[Start of Passage to read]
| Since the time of Franklin Roosevelt,
Americans have traditionally looked to the First 100 Days of a new Administration
to gauge its tone, its direction, its spirit. The number of days is arbitrary;
in FDR's time, a severe emergency dictated fast action. It would have been
surprising to have had no surprises in that particularly grim period of
our history.
It may be more realistic, however, to look at
an Administration's First 500 Days. That time frame, in fact, may be a
much better measure of the progress and direction of a new President, because
much of the second 500 days is spent consolidating the gains of the first
500 days (and much of the final 461 days is spent gearing up for the next
election).
The Reagan Administration has completed its First
500 Days in office, and it's a good time to take a look at where the "New
Beginning" promised by this President has led us, and at where we go from
here.
In his first year, the President secured congressional
approval of some significant budget and tax initiatives and some dramatic
shifts in domestic and foreign policy. The President had some impressive
victories. Let's take a look at the score.
[End of Passage to read]
[Start of Data]
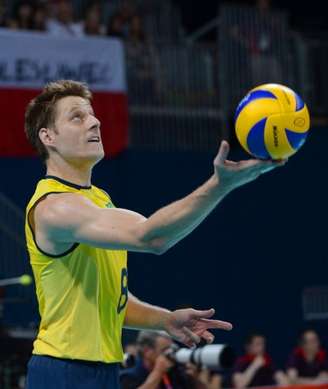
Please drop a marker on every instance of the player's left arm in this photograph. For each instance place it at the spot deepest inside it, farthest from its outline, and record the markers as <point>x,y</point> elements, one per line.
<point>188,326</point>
[End of Data]
[Start of Data]
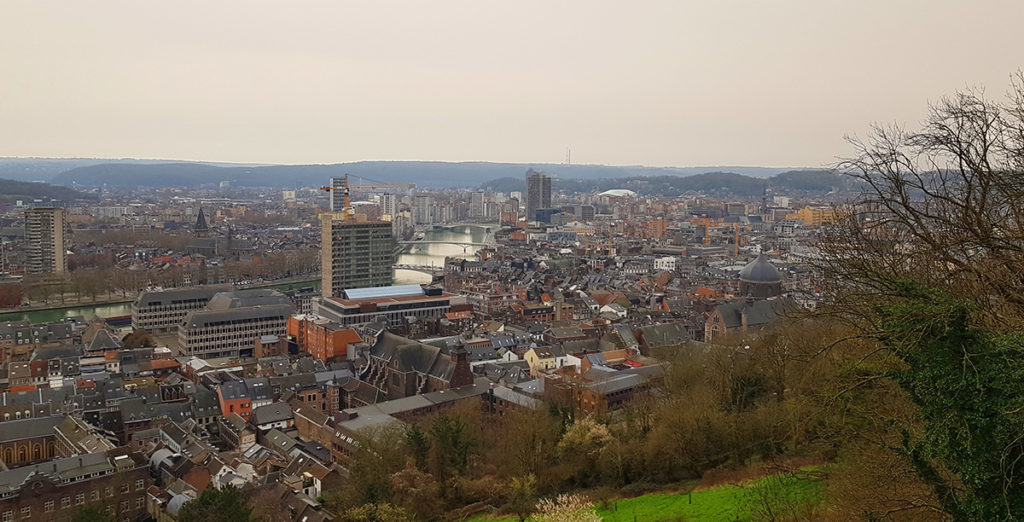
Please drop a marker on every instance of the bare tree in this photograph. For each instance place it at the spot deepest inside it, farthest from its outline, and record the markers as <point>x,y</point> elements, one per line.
[End of Data]
[Start of Data]
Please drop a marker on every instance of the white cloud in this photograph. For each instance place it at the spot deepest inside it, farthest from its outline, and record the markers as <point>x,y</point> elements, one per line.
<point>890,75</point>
[End of Data]
§ What you need to do: Please copy out the entire passage on the Reagan Administration's First 500 Days, word for word. The rows are separate from the passage on the Reagan Administration's First 500 Days.

§ Answer to this task:
| Since the time of Franklin Roosevelt,
Americans have traditionally looked to the First 100 Days of a new Administration
to gauge its tone, its direction, its spirit. The number of days is arbitrary;
in FDR's time, a severe emergency dictated fast action. It would have been
surprising to have had no surprises in that particularly grim period of
our history.
It may be more realistic, however, to look at
an Administration's First 500 Days. That time frame, in fact, may be a
much better measure of the progress and direction of a new President, because
much of the second 500 days is spent consolidating the gains of the first
500 days (and much of the final 461 days is spent gearing up for the next
election).
The Reagan Administration has completed its First
500 Days in office, and it's a good time to take a look at where the "New
Beginning" promised by this President has led us, and at where we go from
here.
In his first year, the President secured congressional
approval of some significant budget and tax initiatives and some dramatic
shifts in domestic and foreign policy. The President had some impressive
victories. Let's take a look at the score.